-- Start of Stored rows --
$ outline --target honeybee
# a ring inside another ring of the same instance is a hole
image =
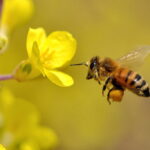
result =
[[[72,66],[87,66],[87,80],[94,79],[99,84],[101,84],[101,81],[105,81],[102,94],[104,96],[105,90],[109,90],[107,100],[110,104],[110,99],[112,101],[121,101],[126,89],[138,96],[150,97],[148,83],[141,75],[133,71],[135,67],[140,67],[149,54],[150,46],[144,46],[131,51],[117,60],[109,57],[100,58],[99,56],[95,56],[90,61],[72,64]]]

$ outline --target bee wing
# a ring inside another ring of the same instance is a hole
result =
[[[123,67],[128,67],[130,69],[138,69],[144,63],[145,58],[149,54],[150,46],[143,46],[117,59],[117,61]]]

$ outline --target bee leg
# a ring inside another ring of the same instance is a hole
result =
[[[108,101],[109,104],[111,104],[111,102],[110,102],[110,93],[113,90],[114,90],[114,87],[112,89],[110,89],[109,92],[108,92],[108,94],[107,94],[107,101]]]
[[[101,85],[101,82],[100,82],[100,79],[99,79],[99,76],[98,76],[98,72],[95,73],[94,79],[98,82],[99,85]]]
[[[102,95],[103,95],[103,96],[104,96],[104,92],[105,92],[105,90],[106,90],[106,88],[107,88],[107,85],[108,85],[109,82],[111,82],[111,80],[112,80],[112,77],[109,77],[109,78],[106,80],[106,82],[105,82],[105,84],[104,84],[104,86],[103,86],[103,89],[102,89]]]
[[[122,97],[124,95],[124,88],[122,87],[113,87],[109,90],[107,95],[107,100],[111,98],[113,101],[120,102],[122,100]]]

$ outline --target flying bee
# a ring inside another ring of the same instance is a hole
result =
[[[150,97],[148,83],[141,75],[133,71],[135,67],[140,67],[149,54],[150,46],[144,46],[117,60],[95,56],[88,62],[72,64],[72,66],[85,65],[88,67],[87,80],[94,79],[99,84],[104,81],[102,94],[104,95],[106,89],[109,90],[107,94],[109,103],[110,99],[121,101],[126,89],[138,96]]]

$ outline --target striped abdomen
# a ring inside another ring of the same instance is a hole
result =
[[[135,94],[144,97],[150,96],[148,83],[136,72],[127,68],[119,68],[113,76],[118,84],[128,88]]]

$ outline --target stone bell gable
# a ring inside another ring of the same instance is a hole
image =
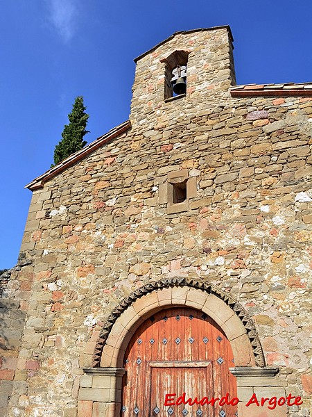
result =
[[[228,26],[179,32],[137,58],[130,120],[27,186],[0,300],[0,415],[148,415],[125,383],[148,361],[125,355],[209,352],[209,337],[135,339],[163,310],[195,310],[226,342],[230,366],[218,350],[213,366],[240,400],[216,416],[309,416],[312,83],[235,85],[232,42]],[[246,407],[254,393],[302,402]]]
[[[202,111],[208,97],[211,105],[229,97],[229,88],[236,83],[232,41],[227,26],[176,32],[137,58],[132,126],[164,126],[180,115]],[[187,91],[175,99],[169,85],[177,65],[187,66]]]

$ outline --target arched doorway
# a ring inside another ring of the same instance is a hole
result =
-- End of Stored rows --
Every entry above is to be set down exactly; the pictures are to be left out.

$ outline --target honeybee
# a ring inside another ring of the same instance is a hole
image =
result =
[[[72,66],[87,66],[87,80],[94,79],[99,84],[101,84],[101,81],[105,81],[102,94],[104,96],[105,90],[109,90],[107,100],[110,104],[110,99],[112,101],[121,101],[126,89],[138,96],[150,97],[148,83],[141,75],[133,71],[135,67],[140,67],[149,54],[150,46],[144,46],[131,51],[117,60],[109,57],[100,58],[99,56],[95,56],[90,61],[72,64]]]

$ outline --target bee wing
# a ring inside another ring of the same instance is a hole
result =
[[[123,67],[128,67],[130,69],[138,69],[144,63],[145,58],[149,54],[150,46],[143,46],[117,59],[117,61]]]

$ outline --target bee leg
# a ring inside another ring of the same instance is a hole
result =
[[[108,101],[109,104],[111,104],[111,102],[110,102],[110,93],[113,90],[114,90],[114,87],[112,89],[110,89],[109,92],[108,92],[108,94],[107,94],[107,101]]]
[[[101,85],[101,82],[100,82],[100,79],[99,79],[99,76],[98,76],[98,72],[95,73],[94,79],[98,82],[99,85]]]
[[[102,95],[103,95],[103,96],[104,96],[104,92],[105,92],[105,90],[106,90],[106,88],[107,88],[107,85],[108,85],[109,82],[111,82],[111,80],[112,80],[112,77],[109,77],[109,78],[106,80],[106,82],[105,82],[105,84],[104,84],[104,86],[103,86],[103,89],[102,89]]]
[[[122,97],[124,95],[124,88],[122,87],[113,87],[109,90],[107,95],[107,100],[111,98],[113,101],[120,102],[122,100]]]

$ outline --target flying bee
# a ring inside another ring of the same instance is a hole
result =
[[[150,97],[148,83],[141,75],[133,71],[135,67],[140,67],[149,54],[150,46],[144,46],[117,60],[95,56],[88,62],[72,64],[72,66],[85,65],[88,67],[87,80],[94,79],[99,84],[104,81],[102,94],[104,95],[106,89],[109,90],[107,94],[109,103],[110,99],[121,101],[126,89],[138,96]]]

$ outline --target striped abdomen
# a ring inside another ring of the same instance is a hole
result =
[[[135,94],[144,97],[150,96],[148,83],[136,72],[127,68],[119,68],[113,76],[118,84],[128,88]]]

$ outline --target stone bell gable
# a ring inside another ring of the same instance is a hole
image =
result =
[[[228,26],[179,32],[137,58],[130,120],[27,186],[0,300],[0,415],[148,415],[125,383],[148,361],[125,355],[209,352],[209,337],[135,339],[163,310],[195,310],[226,342],[230,366],[218,350],[213,366],[240,400],[216,416],[309,416],[312,83],[235,85],[232,42]],[[246,407],[254,393],[302,402]]]
[[[202,111],[208,97],[211,105],[229,97],[229,88],[236,83],[232,41],[227,26],[176,32],[137,58],[132,126],[164,126],[180,115]],[[187,91],[175,99],[169,85],[177,65],[187,66]]]

$ outline --target arched doorway
# a ring inside another ring of the same instance is a hole
result =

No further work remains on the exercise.